-- begin --

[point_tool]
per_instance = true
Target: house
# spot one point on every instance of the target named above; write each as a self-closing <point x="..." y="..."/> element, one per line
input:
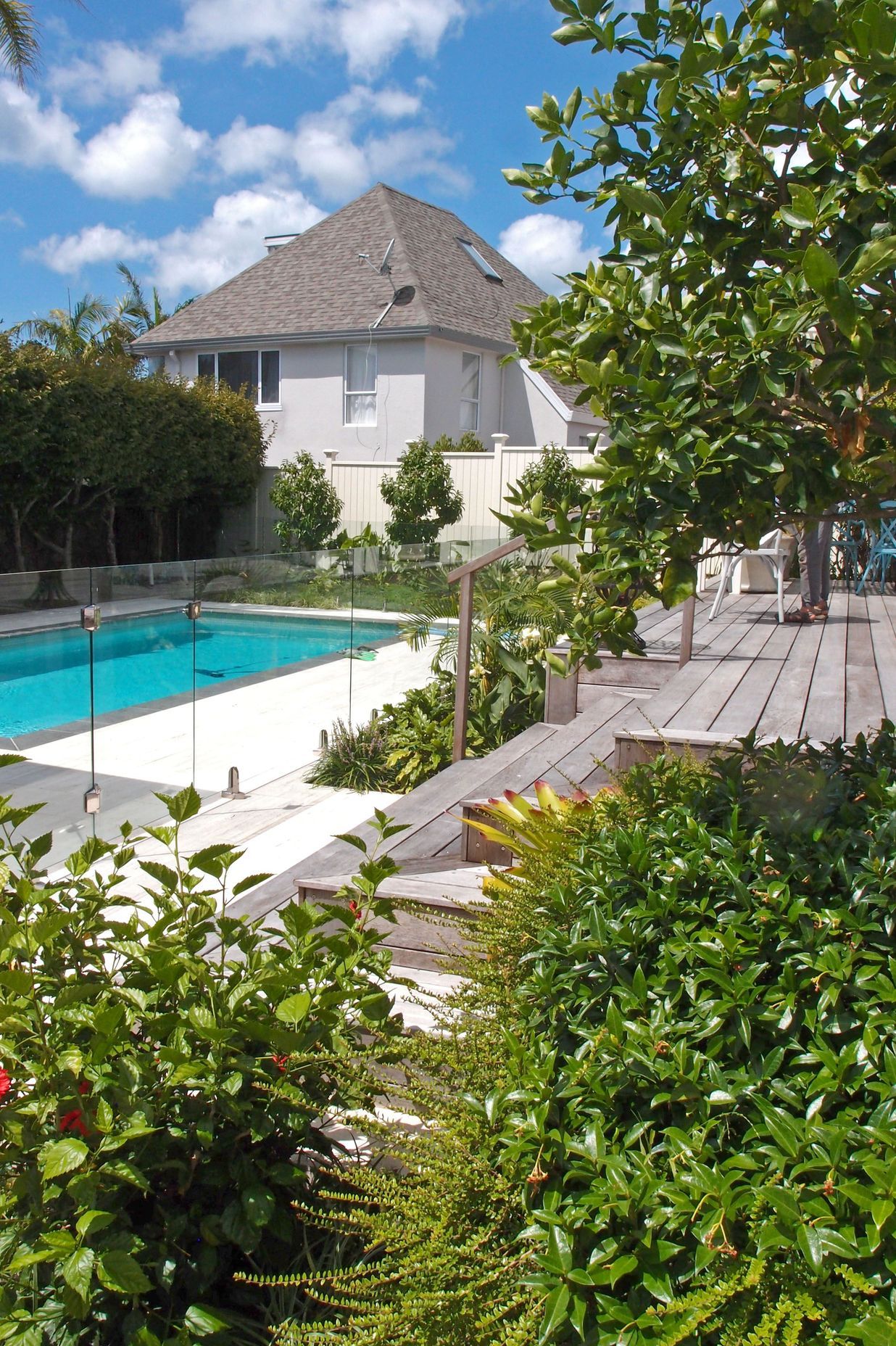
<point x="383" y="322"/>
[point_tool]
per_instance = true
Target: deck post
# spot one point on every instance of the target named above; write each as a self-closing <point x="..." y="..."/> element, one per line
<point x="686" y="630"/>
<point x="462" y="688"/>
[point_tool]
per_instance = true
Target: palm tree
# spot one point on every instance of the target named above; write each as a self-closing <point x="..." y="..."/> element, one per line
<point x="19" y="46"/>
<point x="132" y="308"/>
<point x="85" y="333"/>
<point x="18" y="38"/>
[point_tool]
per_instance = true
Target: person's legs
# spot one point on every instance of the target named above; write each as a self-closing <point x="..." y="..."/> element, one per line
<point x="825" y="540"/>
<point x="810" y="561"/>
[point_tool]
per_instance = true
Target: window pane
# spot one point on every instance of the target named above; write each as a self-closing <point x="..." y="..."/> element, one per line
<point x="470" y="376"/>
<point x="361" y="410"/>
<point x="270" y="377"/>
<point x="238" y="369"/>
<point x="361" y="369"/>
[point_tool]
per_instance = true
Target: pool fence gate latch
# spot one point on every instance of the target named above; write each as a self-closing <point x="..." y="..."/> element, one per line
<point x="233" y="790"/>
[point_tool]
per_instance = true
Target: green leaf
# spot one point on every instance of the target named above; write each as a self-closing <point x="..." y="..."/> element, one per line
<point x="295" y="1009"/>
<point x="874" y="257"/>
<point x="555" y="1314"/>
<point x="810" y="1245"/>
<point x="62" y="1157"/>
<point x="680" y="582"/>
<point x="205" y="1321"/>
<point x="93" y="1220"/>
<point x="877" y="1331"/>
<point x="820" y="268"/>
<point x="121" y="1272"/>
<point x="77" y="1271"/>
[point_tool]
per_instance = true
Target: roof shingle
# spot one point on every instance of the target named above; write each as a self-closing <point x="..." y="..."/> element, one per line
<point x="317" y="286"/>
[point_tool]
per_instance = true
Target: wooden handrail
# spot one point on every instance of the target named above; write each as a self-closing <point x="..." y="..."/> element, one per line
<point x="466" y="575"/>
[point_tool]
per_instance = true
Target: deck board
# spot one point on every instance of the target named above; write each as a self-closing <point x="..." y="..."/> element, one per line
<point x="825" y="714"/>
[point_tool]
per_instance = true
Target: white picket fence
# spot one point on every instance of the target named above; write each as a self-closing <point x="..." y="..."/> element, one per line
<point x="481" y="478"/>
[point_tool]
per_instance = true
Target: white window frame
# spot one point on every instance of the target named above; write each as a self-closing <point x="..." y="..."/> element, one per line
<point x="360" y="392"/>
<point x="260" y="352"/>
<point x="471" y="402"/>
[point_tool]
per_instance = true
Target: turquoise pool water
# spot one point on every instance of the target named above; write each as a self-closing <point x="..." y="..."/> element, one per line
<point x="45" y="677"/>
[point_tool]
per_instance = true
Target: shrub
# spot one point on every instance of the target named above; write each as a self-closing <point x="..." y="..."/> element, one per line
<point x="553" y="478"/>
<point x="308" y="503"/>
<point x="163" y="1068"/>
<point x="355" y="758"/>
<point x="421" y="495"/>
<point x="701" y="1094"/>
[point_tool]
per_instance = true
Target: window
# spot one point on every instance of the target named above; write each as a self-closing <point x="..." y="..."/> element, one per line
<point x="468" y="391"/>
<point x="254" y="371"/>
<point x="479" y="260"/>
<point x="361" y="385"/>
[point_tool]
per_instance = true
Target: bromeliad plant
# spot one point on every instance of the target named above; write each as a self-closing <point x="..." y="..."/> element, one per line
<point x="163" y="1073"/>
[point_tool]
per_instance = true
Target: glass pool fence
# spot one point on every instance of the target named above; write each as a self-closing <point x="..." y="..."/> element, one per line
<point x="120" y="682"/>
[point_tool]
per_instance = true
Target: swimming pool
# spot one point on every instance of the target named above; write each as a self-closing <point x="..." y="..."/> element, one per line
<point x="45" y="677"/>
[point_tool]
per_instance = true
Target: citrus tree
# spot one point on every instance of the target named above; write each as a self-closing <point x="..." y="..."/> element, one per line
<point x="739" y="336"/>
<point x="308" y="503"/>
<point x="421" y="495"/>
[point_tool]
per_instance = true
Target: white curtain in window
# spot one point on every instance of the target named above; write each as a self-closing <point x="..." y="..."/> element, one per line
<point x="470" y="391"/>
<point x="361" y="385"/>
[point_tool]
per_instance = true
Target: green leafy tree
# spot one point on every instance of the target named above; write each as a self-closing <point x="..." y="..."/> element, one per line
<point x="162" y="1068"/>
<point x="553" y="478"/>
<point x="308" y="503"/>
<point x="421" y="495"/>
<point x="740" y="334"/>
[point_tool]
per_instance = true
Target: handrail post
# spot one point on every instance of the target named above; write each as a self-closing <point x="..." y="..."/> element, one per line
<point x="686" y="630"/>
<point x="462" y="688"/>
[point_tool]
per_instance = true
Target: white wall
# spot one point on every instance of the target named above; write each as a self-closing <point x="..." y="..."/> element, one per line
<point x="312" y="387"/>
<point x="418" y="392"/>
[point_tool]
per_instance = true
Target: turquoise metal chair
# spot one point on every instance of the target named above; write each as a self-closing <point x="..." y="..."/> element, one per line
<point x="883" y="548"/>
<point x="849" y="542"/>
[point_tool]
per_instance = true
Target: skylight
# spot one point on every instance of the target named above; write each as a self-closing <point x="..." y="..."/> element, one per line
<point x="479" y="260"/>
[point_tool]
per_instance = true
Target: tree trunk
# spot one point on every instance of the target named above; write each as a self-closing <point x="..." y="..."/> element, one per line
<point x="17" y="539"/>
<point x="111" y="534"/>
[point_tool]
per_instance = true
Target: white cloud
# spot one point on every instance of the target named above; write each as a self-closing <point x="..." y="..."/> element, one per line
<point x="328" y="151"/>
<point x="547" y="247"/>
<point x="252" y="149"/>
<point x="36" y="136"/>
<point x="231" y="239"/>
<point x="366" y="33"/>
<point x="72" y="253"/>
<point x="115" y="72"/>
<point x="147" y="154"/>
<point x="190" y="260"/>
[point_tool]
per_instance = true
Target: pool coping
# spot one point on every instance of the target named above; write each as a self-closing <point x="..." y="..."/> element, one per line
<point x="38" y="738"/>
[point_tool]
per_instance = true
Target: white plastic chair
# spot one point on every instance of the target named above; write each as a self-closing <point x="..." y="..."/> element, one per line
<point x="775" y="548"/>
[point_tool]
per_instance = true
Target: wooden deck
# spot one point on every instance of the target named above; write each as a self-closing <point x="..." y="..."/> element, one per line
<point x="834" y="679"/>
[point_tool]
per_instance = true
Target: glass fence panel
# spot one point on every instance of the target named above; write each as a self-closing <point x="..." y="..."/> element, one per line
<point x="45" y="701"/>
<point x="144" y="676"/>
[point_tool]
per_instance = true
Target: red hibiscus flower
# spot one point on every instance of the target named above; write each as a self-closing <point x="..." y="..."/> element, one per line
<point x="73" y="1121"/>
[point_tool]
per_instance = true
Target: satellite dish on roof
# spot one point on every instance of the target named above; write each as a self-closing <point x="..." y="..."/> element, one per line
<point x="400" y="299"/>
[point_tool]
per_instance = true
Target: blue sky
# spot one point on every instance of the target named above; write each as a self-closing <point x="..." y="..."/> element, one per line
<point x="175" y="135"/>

-- end --

Your task is to return the entries above exactly, with no pictures.

• [Answer to the problem]
[point_tool]
per_instance = true
Target: house
# spot one point on every instance of the target named above; write each as a self-closing <point x="..." y="..."/> element, one per line
input:
<point x="383" y="322"/>
[point_tool]
per_instance = true
Target: deck post
# spot one point on every instance of the target named above; write each as a self-closing <point x="..." y="..."/> element, one per line
<point x="686" y="630"/>
<point x="462" y="688"/>
[point_tool]
per_instance = true
Target: palm tree
# spot one point on every instance of the target named above; write each as a self-closing <point x="..." y="..."/> element, one per line
<point x="19" y="46"/>
<point x="132" y="308"/>
<point x="85" y="333"/>
<point x="18" y="38"/>
[point_tool]
per_instance = true
Target: person's legs
# spot one point on every instance of the target named above; write each as a self-closing <point x="..." y="..."/> element, one per line
<point x="825" y="540"/>
<point x="810" y="561"/>
[point_tool]
per_instance = true
Target: window pane
# spot one point on every instance of the target named above; write each as a self-closing <point x="..." y="..."/> element, one per line
<point x="470" y="376"/>
<point x="361" y="410"/>
<point x="270" y="377"/>
<point x="238" y="369"/>
<point x="361" y="369"/>
[point_tool]
per_instance = true
Target: pool fence gate latch
# spot one point on every instance of the target named above; write each as a self-closing <point x="..." y="..."/> element, one per line
<point x="233" y="790"/>
[point_tool]
per_instance = true
Target: green leaf
# spot one point on every instance of the target named above; write each as a self-closing <point x="..." y="..."/> element, one per line
<point x="295" y="1009"/>
<point x="874" y="257"/>
<point x="555" y="1314"/>
<point x="810" y="1245"/>
<point x="62" y="1157"/>
<point x="680" y="582"/>
<point x="205" y="1321"/>
<point x="93" y="1220"/>
<point x="877" y="1331"/>
<point x="820" y="268"/>
<point x="121" y="1272"/>
<point x="77" y="1271"/>
[point_tool]
per_instance = true
Target: roof shingle
# spot one point on every instance of the target named above; write each as a self-closing <point x="..." y="..."/> element, one per line
<point x="317" y="286"/>
[point_tool]
per_instance = true
Target: wooden handrail
# spot one point on every instance of the target named above; write each as a self-closing <point x="..." y="..."/> element, one per line
<point x="466" y="575"/>
[point_tool]
per_instance = true
Target: deck board
# spot one point on every instance of the target named above; write each as a self-closing <point x="..." y="..."/> element, one per line
<point x="825" y="714"/>
[point_tool]
per_instance = true
Target: white picket fence
# spot one point on every instance of the target named above; write each as a self-closing <point x="..." y="..."/> element, one per line
<point x="481" y="478"/>
[point_tool]
per_instance = true
Target: white window frame
# spot one point on every instance of the target named above; write each as a self-closing <point x="..." y="..."/> element, one per line
<point x="360" y="392"/>
<point x="260" y="352"/>
<point x="471" y="402"/>
[point_tool]
per_instance = true
Target: turquoise pool water
# spot one point on every instance of the target named above; write each as a self-closing <point x="..." y="..."/> element, one per line
<point x="45" y="677"/>
[point_tool]
per_instance = true
Target: shrub
# spot one point on every instance of the target named above; write each as a self-closing <point x="..." y="..."/> element, one per line
<point x="553" y="478"/>
<point x="308" y="503"/>
<point x="163" y="1068"/>
<point x="355" y="758"/>
<point x="421" y="495"/>
<point x="701" y="1094"/>
[point_tool]
per_instance = true
Target: window
# spot one point on every instance of the target named above; write each as a self-closing <point x="..." y="..."/> element, one per line
<point x="468" y="391"/>
<point x="254" y="371"/>
<point x="479" y="260"/>
<point x="361" y="385"/>
[point_tool]
per_instance = true
Target: bromeliad plant
# spot one point on every instance of the target named above; write each as a self-closing <point x="..." y="..."/> element, one per line
<point x="163" y="1073"/>
[point_tool]
per_instance = true
Target: glass pool fence
# spot one point on every instance of the target named above; write each as a self-closing <point x="..." y="..."/> element, one per line
<point x="120" y="682"/>
[point_tool]
per_instance = true
Target: swimming pool
# spot one point on every instance of the target named above; write each as a self-closing <point x="..." y="..."/> element, one per line
<point x="45" y="677"/>
[point_tool]
per_instance = true
Target: citrus tree
# spot one point on every instance of the target named above; write each as a self-closing <point x="..." y="..."/> element, one per line
<point x="739" y="336"/>
<point x="308" y="503"/>
<point x="421" y="495"/>
[point_tool]
per_instance = true
Target: white curtain in window
# spot one point on every instance of the target named above; write each as a self-closing <point x="..." y="..."/> element, one per line
<point x="470" y="391"/>
<point x="361" y="385"/>
[point_tool]
per_instance = true
Target: green leafy tree
# spot one point on every instance of the target named above; write each as a self-closing <point x="..." y="..."/> element, one per line
<point x="162" y="1068"/>
<point x="553" y="478"/>
<point x="308" y="503"/>
<point x="421" y="495"/>
<point x="740" y="334"/>
[point_tool]
per_instance = true
Target: handrail post
# spot one point on every instance of the target named above; write each as a self-closing <point x="..." y="..."/> element, one per line
<point x="686" y="630"/>
<point x="462" y="688"/>
[point_tool]
per_instance = true
Target: white wall
# spot one point on every instance of the target named above; write each as a self-closing <point x="..." y="..."/> element, one per line
<point x="312" y="387"/>
<point x="418" y="392"/>
[point_tool]
per_instance = true
Target: turquoise metal chair
# spot one point on every instance of the target named above; write each as a self-closing <point x="..." y="..."/> element, one per line
<point x="883" y="548"/>
<point x="849" y="542"/>
[point_tool]
per_instance = true
Target: skylight
# spot one point on every instance of the target named above; write each as a self-closing <point x="..." y="..."/> element, one per line
<point x="479" y="260"/>
[point_tool]
per_instance = true
Target: tree trunk
# spot one point on every instance of the target named above; write each as a self-closing <point x="..." y="..."/> element, one per line
<point x="17" y="539"/>
<point x="111" y="534"/>
[point_tool]
per_instance = true
Target: white cloud
# spot one point on every instance of the target named above; write each as a self-closing <point x="..." y="..."/> element, one per line
<point x="328" y="151"/>
<point x="547" y="247"/>
<point x="252" y="149"/>
<point x="36" y="136"/>
<point x="231" y="239"/>
<point x="366" y="33"/>
<point x="72" y="253"/>
<point x="115" y="72"/>
<point x="147" y="154"/>
<point x="190" y="260"/>
[point_tool]
per_instance = true
Target: pool coping
# spot one point on every instance of the target named above; write each as a self-closing <point x="..." y="..."/> element, one per line
<point x="38" y="738"/>
[point_tool]
per_instance = true
Target: white plastic chair
# spot one point on every instance of the target named above; write each as a self-closing <point x="..." y="..."/> element, one per line
<point x="775" y="548"/>
[point_tool]
per_instance = true
Target: wooden deck
# spot one point on every instance of the target named above; write each as a self-closing <point x="..." y="..."/> element, one per line
<point x="834" y="679"/>
[point_tool]
per_instance = true
Target: glass fence panel
# spot one point on every instance of the target named above; write each as a self-closing <point x="..." y="..."/> element, one per line
<point x="45" y="701"/>
<point x="144" y="676"/>
[point_tool]
per_instance = true
Target: red hibiscus flower
# spot one point on every instance of the target named above; write each as a self-closing <point x="..." y="..."/> element, one per line
<point x="73" y="1121"/>
[point_tool]
per_instance = true
Target: satellite dish on roof
# spot one point on every instance of the target named above; write each as a self-closing <point x="..." y="..."/> element, one per line
<point x="400" y="299"/>
[point_tool]
per_instance = true
Target: blue sky
# spot one point on every instance of the target named above; write each as a self-closing <point x="..." y="..."/> element, one per line
<point x="175" y="135"/>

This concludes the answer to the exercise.